**YOUR OBJECTIVE:** Only the lines from the line containing "Could you spot the white ceiling" to the end of the records, both included, belong in the answer, copied exactly.

Stored items:
----------------------------------------

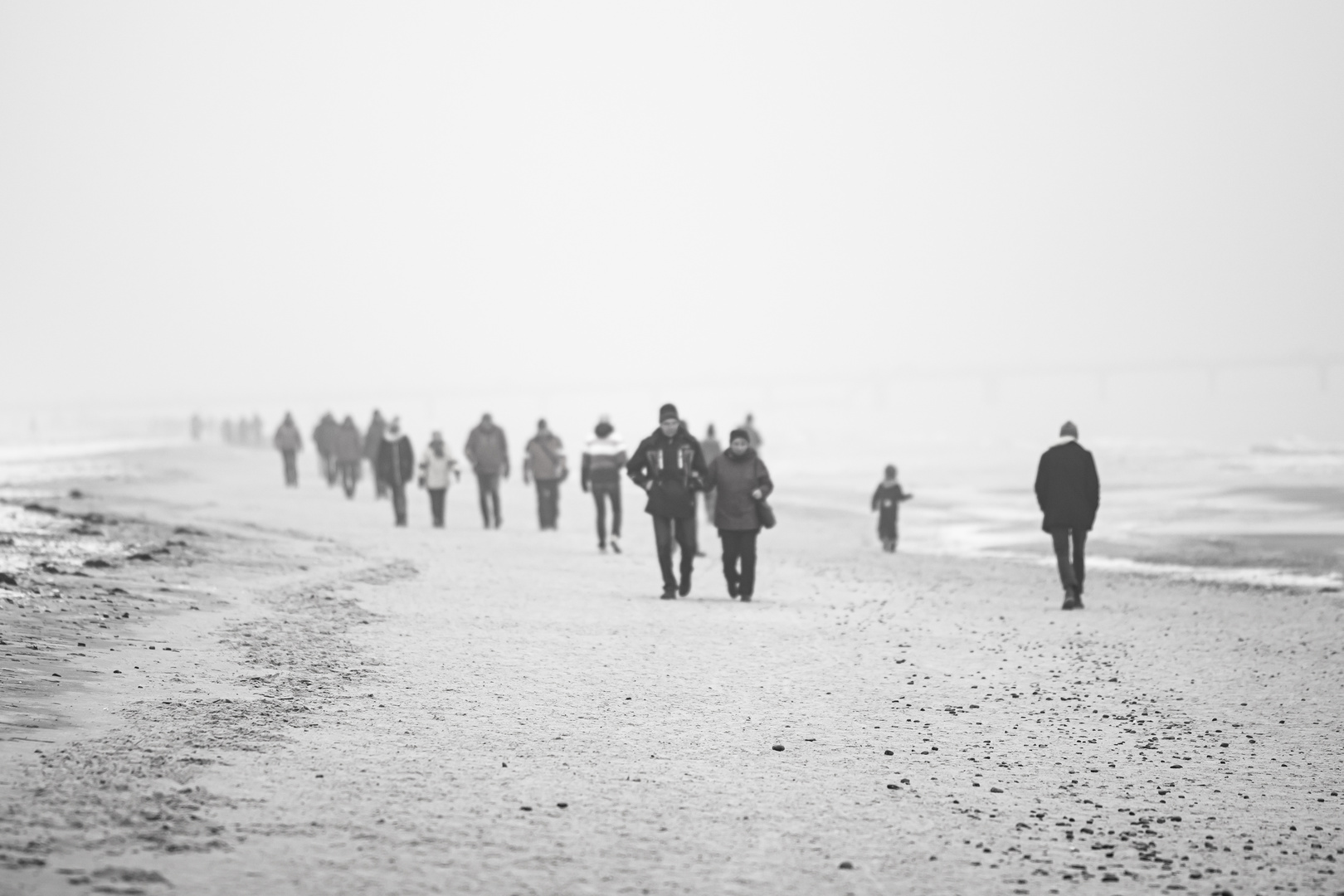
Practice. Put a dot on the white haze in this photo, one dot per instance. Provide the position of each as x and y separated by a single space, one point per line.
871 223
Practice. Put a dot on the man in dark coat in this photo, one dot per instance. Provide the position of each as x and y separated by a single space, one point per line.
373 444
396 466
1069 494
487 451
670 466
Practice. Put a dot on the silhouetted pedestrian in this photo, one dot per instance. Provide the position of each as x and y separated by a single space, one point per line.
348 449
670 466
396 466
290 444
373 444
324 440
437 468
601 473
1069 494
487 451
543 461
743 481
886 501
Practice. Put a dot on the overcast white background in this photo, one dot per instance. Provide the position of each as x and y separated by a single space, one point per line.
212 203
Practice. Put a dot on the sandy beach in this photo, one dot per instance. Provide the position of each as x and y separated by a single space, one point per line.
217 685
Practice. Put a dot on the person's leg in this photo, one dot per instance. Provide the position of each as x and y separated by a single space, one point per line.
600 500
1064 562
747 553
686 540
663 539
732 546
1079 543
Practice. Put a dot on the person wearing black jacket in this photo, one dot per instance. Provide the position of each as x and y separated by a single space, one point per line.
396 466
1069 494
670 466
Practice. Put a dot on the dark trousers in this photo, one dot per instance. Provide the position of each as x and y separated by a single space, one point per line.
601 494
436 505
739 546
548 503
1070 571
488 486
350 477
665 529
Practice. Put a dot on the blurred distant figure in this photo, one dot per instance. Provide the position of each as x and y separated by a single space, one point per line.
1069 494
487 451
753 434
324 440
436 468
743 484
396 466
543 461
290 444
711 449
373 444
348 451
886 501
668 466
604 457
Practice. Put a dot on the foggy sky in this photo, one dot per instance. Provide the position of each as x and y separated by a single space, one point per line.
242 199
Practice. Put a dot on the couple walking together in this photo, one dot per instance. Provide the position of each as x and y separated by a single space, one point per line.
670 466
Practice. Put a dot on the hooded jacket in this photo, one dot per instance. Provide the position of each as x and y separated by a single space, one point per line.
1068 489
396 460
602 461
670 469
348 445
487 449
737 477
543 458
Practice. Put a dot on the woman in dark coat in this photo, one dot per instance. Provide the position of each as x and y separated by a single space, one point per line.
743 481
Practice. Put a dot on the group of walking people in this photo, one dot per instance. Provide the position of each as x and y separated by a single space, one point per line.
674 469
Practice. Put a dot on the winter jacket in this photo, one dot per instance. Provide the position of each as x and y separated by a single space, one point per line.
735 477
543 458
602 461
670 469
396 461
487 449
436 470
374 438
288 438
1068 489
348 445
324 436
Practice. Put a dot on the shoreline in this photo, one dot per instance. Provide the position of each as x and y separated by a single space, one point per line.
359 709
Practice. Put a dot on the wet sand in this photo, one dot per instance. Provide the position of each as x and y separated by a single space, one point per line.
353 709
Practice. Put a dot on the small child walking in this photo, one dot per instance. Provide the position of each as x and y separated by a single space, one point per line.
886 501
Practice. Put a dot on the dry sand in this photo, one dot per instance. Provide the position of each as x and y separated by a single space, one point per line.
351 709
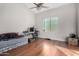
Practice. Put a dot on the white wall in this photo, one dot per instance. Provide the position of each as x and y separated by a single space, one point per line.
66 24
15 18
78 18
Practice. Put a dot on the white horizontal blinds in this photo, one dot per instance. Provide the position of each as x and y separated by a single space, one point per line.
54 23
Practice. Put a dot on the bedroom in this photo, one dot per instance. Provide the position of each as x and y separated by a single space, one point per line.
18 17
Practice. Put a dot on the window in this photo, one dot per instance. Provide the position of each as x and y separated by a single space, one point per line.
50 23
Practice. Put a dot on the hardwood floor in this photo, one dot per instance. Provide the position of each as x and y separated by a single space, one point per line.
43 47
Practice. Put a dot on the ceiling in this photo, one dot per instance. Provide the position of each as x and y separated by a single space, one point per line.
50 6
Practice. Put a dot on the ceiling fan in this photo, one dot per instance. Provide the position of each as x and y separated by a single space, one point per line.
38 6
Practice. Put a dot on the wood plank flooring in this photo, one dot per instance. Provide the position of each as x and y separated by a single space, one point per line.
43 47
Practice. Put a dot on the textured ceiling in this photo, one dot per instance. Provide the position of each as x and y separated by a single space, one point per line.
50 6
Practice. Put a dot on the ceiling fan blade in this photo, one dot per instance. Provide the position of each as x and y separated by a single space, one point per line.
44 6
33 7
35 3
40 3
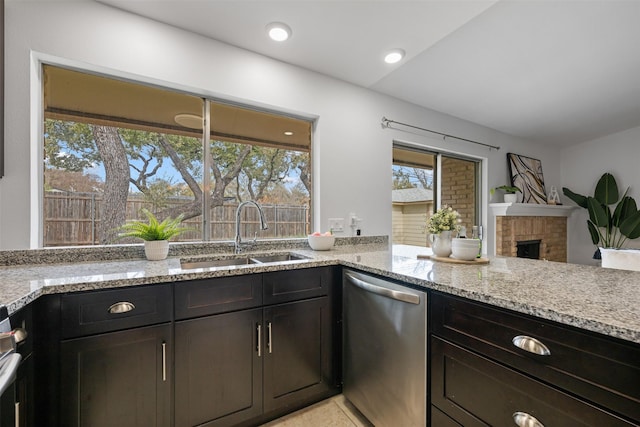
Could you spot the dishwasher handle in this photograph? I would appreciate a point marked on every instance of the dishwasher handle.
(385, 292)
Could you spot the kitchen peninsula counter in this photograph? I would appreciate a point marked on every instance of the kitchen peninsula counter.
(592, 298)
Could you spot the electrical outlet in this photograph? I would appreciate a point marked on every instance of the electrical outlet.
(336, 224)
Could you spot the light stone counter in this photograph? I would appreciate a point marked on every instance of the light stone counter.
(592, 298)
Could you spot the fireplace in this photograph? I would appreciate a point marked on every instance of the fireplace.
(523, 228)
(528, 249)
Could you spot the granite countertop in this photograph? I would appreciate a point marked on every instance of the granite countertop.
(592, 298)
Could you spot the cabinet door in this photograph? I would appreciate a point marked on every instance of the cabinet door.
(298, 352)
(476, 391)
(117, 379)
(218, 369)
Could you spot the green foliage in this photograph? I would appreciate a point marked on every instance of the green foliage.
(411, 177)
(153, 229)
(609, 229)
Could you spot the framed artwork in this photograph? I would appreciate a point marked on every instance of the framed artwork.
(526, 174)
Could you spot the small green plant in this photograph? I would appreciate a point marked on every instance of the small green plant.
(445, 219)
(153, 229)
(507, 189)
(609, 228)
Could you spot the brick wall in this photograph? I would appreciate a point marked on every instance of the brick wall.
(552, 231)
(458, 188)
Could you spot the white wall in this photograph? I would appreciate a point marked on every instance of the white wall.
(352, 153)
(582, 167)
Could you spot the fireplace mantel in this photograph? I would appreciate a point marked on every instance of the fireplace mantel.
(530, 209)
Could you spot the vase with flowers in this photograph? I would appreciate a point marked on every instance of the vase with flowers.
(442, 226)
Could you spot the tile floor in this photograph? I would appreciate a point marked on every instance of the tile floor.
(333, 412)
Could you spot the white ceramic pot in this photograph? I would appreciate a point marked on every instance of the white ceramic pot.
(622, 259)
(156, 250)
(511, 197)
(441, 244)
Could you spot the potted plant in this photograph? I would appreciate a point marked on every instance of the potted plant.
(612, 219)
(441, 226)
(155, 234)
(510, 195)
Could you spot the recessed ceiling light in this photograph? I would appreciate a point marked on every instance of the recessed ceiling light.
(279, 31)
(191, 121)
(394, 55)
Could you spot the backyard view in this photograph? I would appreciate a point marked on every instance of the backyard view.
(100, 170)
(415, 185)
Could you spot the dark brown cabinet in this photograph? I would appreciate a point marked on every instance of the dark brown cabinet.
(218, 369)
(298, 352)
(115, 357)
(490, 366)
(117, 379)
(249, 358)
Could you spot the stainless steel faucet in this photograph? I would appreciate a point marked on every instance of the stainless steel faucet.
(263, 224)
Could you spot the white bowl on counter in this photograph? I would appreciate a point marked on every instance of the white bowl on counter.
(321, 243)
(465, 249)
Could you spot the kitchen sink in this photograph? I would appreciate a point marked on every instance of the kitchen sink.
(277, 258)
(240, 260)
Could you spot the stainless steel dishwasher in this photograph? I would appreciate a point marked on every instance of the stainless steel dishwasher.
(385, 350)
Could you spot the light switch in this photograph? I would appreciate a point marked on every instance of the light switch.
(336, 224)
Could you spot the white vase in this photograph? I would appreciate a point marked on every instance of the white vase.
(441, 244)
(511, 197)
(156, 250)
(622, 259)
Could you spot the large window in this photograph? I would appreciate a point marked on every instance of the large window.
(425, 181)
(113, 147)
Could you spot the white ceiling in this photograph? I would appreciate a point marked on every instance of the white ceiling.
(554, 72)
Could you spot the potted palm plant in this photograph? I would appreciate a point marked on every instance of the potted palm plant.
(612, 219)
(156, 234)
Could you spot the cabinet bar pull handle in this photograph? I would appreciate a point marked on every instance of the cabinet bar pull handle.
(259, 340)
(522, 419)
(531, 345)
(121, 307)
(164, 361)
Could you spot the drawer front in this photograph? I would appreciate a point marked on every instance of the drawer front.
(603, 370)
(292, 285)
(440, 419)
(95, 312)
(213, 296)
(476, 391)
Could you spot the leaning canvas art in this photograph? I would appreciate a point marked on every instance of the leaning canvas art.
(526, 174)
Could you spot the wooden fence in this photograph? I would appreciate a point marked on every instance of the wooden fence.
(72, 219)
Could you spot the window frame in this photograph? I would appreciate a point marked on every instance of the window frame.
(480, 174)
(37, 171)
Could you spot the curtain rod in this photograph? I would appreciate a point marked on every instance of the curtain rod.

----------------------------------------

**RESPONSE TO THIS TASK:**
Could you spot the white ceiling in this photograph? I would appreciate a point marked on every instance of the white ceiling.
(554, 72)
Could you spot the potted palm plant in this photograph? I would appreciate a point marked on every instance of the potted palm plant.
(612, 219)
(156, 234)
Could you spot the cabinet bar pull handle in this photograph? I would appreciate a point marked on every instance of the cabinet bar pull handle.
(259, 340)
(522, 419)
(531, 345)
(121, 307)
(164, 361)
Could you spot the drawer front in this photograph? I would appreciate a point marked on every instance of the drawer front.
(603, 370)
(292, 285)
(440, 419)
(95, 312)
(213, 296)
(476, 391)
Could you spot the leaning canvas art in this photograph? I would appreciate a point marked on every instance of the leaning canvas art.
(526, 174)
Could you spot the wooden fence in this photograph? I would appreciate a point marked on every instance of the wooden fence.
(72, 219)
Could you spot the window frame in this photograph? I would appreciate a point marked on every instance of the window frame.
(480, 174)
(37, 171)
Could you spot the curtain rod in this photograph? I would appreciate a point marked on every instance of the curtain rod.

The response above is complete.